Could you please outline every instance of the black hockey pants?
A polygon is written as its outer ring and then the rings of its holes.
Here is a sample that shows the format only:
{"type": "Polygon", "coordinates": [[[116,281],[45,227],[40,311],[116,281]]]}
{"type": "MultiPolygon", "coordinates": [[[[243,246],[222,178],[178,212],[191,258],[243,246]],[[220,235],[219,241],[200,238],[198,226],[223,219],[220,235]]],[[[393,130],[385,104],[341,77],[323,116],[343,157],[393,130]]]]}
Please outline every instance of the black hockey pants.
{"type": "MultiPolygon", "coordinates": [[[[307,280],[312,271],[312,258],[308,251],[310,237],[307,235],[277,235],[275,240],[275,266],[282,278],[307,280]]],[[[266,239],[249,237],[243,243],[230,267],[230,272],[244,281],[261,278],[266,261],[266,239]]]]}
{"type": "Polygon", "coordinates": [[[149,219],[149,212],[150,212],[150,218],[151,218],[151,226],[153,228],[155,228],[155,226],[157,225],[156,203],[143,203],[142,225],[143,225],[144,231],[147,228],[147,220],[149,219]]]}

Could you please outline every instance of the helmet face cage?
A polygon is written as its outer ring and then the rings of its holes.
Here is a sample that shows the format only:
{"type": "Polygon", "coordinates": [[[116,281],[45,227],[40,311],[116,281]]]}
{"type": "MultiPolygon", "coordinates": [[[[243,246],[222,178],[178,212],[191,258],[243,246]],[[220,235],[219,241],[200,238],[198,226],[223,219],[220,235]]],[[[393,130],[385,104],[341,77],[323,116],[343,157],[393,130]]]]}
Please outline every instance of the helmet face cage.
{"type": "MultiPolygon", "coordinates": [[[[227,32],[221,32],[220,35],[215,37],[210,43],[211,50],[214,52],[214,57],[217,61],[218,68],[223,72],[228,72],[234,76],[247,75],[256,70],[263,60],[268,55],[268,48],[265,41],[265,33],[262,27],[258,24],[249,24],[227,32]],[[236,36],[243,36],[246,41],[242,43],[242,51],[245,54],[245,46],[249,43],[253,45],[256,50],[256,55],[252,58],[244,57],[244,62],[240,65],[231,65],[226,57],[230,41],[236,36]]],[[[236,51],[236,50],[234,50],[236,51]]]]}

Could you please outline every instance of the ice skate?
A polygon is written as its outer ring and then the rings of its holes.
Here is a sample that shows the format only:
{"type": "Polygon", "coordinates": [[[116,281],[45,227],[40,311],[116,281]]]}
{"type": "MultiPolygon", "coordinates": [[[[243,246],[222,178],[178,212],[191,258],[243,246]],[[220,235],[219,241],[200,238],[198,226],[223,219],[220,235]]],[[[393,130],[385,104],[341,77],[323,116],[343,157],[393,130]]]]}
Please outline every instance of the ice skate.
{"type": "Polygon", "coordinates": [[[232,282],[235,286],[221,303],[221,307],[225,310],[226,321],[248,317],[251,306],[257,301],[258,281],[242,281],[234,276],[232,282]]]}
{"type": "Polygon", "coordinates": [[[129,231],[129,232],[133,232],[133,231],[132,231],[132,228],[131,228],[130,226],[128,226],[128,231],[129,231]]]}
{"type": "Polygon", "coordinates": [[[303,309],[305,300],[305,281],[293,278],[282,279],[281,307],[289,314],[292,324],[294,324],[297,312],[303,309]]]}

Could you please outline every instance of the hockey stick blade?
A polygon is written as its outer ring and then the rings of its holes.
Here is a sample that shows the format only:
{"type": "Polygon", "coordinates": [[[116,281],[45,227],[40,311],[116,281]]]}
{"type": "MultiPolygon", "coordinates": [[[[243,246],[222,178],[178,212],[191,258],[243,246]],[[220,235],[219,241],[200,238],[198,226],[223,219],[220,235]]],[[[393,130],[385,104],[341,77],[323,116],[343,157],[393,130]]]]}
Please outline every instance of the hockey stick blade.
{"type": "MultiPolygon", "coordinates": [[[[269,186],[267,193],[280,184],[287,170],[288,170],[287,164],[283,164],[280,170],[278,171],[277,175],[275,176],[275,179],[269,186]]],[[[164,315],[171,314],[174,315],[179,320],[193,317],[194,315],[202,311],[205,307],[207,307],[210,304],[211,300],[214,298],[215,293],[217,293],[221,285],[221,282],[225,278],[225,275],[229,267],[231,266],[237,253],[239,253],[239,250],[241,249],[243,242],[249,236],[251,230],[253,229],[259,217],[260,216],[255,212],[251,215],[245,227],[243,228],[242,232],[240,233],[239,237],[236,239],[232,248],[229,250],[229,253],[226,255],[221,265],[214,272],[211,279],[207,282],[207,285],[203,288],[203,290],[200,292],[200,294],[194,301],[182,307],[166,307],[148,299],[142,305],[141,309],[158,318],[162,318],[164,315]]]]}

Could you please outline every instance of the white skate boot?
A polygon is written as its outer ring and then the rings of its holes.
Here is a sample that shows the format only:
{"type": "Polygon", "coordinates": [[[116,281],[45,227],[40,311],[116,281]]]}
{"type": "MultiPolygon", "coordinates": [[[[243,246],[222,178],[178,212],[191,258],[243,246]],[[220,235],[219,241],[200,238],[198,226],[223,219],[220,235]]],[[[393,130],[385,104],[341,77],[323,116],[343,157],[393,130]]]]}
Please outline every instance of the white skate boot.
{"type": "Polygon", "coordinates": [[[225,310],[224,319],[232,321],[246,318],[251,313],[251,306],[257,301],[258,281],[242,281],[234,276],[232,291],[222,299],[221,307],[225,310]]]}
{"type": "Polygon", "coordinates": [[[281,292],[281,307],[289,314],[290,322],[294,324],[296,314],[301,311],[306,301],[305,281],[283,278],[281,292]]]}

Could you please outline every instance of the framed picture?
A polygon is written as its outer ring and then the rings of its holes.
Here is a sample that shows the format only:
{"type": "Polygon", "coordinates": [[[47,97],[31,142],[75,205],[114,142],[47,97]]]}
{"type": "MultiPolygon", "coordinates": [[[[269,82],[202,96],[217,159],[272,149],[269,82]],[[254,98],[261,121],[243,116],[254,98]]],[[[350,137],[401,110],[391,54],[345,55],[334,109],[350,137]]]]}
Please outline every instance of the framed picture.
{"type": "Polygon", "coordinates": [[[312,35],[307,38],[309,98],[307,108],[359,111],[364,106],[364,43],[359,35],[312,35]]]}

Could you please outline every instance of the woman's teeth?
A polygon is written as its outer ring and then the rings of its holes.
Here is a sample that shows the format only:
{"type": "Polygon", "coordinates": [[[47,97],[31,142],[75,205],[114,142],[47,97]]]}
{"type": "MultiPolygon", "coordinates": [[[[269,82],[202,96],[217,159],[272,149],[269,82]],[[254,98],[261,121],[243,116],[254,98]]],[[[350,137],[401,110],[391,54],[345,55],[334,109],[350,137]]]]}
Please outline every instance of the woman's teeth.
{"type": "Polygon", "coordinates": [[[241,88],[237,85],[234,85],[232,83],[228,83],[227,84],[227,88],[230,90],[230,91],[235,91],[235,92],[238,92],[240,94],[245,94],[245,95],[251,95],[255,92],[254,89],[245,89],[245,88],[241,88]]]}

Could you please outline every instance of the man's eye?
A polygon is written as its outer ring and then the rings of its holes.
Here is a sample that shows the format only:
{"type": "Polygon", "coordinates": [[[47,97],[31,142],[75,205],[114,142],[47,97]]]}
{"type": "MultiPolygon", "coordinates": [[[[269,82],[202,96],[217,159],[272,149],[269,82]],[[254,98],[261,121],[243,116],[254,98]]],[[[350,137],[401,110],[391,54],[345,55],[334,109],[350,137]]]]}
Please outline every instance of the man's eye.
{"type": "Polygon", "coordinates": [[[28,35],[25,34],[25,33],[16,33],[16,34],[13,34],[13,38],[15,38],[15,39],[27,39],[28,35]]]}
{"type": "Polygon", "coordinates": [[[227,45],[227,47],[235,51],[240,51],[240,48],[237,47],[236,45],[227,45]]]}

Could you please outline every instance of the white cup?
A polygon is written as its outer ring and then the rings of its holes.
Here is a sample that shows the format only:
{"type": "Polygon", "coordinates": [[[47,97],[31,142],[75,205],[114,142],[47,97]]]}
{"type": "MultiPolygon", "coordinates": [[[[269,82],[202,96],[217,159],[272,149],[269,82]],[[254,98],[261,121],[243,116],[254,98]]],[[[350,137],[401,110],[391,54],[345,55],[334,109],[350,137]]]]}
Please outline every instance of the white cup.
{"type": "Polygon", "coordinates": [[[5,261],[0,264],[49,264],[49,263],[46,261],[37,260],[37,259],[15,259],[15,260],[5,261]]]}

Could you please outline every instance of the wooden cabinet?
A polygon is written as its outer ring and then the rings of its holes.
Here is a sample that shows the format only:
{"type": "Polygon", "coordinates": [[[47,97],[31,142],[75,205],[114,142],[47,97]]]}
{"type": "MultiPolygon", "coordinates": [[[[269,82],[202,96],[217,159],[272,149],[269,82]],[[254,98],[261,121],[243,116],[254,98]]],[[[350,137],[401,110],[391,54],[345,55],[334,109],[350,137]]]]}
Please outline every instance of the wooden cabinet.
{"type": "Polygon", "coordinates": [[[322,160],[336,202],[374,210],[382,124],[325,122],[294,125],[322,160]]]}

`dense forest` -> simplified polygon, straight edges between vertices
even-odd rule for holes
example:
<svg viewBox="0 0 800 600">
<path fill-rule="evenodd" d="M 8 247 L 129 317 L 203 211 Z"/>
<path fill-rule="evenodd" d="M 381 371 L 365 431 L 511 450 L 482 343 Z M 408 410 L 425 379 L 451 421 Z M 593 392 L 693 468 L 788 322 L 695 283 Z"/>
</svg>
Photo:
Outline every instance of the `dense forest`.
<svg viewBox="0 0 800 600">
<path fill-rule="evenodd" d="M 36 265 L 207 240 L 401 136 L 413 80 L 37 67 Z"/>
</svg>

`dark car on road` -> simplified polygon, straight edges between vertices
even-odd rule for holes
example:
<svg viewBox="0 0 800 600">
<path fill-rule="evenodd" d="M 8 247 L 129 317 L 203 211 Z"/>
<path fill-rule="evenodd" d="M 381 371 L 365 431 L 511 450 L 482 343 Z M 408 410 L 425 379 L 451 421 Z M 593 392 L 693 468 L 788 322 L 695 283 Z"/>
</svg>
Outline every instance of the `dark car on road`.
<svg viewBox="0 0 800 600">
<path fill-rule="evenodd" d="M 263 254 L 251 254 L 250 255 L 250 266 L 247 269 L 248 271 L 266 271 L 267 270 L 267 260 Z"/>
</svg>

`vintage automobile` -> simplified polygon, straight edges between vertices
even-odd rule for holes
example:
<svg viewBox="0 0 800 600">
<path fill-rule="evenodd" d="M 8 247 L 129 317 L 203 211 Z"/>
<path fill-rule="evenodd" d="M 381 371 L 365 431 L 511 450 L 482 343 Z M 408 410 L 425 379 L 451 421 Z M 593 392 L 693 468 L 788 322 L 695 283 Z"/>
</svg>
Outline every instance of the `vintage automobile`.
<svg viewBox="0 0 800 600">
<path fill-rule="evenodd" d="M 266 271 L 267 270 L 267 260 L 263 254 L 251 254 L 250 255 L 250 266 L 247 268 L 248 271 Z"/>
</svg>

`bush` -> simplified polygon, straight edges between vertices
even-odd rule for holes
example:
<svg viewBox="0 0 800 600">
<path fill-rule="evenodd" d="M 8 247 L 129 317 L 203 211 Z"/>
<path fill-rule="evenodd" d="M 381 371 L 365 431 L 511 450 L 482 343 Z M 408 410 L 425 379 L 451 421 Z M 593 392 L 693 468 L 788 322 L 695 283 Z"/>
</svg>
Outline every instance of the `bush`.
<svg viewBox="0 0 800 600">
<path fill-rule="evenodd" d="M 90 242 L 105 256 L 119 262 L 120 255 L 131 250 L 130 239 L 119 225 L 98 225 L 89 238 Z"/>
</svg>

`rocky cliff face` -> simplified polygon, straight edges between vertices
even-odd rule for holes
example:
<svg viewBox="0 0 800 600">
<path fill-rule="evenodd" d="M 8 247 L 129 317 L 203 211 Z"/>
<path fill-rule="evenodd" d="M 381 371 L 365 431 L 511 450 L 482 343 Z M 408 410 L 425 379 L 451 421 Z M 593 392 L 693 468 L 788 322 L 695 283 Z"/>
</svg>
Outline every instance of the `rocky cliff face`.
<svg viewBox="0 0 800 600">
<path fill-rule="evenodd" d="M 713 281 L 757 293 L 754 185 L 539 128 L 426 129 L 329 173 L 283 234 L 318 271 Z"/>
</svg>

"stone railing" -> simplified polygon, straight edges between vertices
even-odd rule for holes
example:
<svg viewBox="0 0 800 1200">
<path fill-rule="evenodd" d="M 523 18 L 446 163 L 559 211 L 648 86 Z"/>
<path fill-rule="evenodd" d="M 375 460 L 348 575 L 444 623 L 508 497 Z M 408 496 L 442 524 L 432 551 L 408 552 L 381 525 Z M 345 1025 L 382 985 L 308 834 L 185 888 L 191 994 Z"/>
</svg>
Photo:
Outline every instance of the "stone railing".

[TASK PROMPT]
Where a line above includes "stone", copy that line.

[WRITTEN RESPONSE]
"stone railing" -> simplified polygon, straight edges between vertices
Outline every instance of the "stone railing".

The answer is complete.